In a follow-up to a report on the second known human case of rat hepatitis E (HEV), Hong Kong officials report:
The second patient was a 70-year-old retired female with underlying illnesses on immunosuppression. She had developed abdominal pain, headache, anorexia, malaise and palpitation since May 1, 2017, and was admitted to a public hospital on May 4, 2017. She was discharged on May 8, 2017 and had recovered. Her blood sample collected on May 5, 2017 tested positive for anti-HEV IgM antibody by the Public Health Laboratory Services Branch (PHLSB).
This follows the initial case reported in September in a 56-year-old retired male who underwent deceased donor liver transplant in a public hospital on May 14, 2017 and was put on immunosuppressants for anti-rejection prophylaxis.
Human infection by rat HEV has not been reported previously.
To study if there were other cases in recent years, the Hong Kong Centers for Health Protection (CHP) provided 73 archived blood samples of patients with positive anti-HEV IgM antibody but negative for human HEV nucleic acid by molecular test to HKU for further testing. Retrospectively, HKU identified that a previously notified HEV case was caused by rat HEV and genetic sequencing results found that the viruses detected in the two cases were highly similar.

Given information
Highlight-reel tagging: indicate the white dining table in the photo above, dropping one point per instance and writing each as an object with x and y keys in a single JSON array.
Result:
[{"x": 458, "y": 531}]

Work instructions
a – Repeat word for word the part of the rat hepatitis E report starting with "This follows the" and going on through "been reported previously.".
b – Using the rat hepatitis E report, answer yes or no to whether each statement agrees with it, and quote the words that decide it.
(i) The second patient was admitted to a public hospital on May 4, 2017.
(ii) The CHP sent 37 archived blood samples to HKU for further testing.
(iii) The initial case was a 56-year-old retired male.

Task-by-task results
a –
This follows the initial case reported in September in a 56-year-old retired male who underwent deceased donor liver transplant in a public hospital on May 14, 2017 and was put on immunosuppressants for anti-rejection prophylaxis.
Human infection by rat HEV has not been reported previously.

b –
(i) Yes: "was admitted to a public hospital on May 4, 2017"
(ii) No: "provided 73 archived blood samples"
(iii) Yes: "the initial case reported in September in a 56-year-old retired male"